**WHAT THE TASK ASKS**.
All of the records below should be output exactly.

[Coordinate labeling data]
——

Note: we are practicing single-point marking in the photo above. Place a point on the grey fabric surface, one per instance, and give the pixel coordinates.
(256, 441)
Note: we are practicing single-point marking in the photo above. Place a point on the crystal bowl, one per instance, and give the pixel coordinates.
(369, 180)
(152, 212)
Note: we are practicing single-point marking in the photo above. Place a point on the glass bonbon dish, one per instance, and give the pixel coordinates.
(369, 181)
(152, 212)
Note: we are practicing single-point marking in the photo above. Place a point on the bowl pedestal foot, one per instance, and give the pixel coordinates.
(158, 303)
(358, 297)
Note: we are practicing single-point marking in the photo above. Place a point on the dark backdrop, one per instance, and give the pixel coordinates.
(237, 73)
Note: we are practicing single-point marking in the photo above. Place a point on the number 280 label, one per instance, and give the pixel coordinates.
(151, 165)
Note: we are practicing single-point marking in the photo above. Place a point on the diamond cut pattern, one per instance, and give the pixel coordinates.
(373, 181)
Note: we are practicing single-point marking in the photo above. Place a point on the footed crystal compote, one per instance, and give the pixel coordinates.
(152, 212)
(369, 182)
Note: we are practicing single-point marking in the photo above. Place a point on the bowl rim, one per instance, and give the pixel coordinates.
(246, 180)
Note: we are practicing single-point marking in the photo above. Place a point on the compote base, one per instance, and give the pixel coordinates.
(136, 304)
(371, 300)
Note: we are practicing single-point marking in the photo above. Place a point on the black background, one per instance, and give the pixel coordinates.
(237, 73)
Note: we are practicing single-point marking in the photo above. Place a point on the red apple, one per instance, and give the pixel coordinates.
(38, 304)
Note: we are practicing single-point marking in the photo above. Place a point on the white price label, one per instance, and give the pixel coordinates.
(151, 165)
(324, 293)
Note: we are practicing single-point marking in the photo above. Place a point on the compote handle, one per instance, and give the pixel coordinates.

——

**WORKED SOLUTION**.
Note: we are practicing single-point marking in the photo above. Place a point on the grey fabric surface, one per instance, and give the pixel coordinates.
(256, 441)
Note: we are practicing single-point marking in the photo above. Place a point on the crystal bowl, one per instance, and give the pixel coordinates.
(369, 180)
(152, 212)
Note: we are practicing single-point marking in the photo above. Place a point on the glass bonbon dish, one per instance, and give the pixel coordinates.
(369, 181)
(152, 212)
Note: we are practicing single-point marking in the photo above. Place a point on the bowl pedestal foot, one per instance, and give the pixel coordinates.
(158, 303)
(358, 297)
Note: we are practicing single-point marking in the photo above. Place a point on the dark backdrop, one per instance, and give the pixel coordinates.
(237, 73)
Note: we are practicing single-point marking in the photo above. Place a point on the number 280 label, one per instance, and give the pixel coordinates.
(151, 165)
Note: we are practicing single-point marking in the photo above. Place a point on the diamond cut pattern, one per instance, and give the pixel coordinates.
(373, 181)
Note: we are practicing single-point marking in the photo above. Place a point on the footed crystal compote, one per instance, and give the pixel coordinates.
(152, 212)
(369, 182)
Note: we are practicing single-point marking in the photo above. Place a point on the bowl rim, one per instance, and give the pixel coordinates.
(246, 180)
Note: we are practicing single-point marking in the photo above. Place a point on the compote base, one per instance, and give the pixel coordinates.
(136, 304)
(371, 300)
Note: we are practicing single-point marking in the photo above. Place a point on the black background, one per instance, and give the pixel coordinates.
(237, 73)
Note: we are practicing single-point marking in the photo above. Place a point on the red apple, one per instance, and give the pixel coordinates.
(38, 304)
Note: we are practicing single-point marking in the photo above. Place a point on the white price label, one per instance, and give the pixel coordinates.
(151, 165)
(324, 293)
Note: we are practicing single-point marking in the photo above. Place a point on the compote handle, one per instance, and give the pixel coordinates.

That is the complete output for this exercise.